**Problem details**. Copy every one of the rows below word for word, changing nothing.

**Records shown**.
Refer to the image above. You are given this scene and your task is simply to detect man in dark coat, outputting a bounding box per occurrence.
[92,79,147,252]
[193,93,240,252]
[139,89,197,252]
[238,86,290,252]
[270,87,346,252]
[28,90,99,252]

**Problem solution**.
Refer to the image above. You are given this scene and your task is simply to detect man in dark coat, outputting a bounding box per occurrence.
[92,79,147,252]
[193,93,240,252]
[139,89,197,252]
[238,86,290,252]
[270,87,346,252]
[28,90,99,252]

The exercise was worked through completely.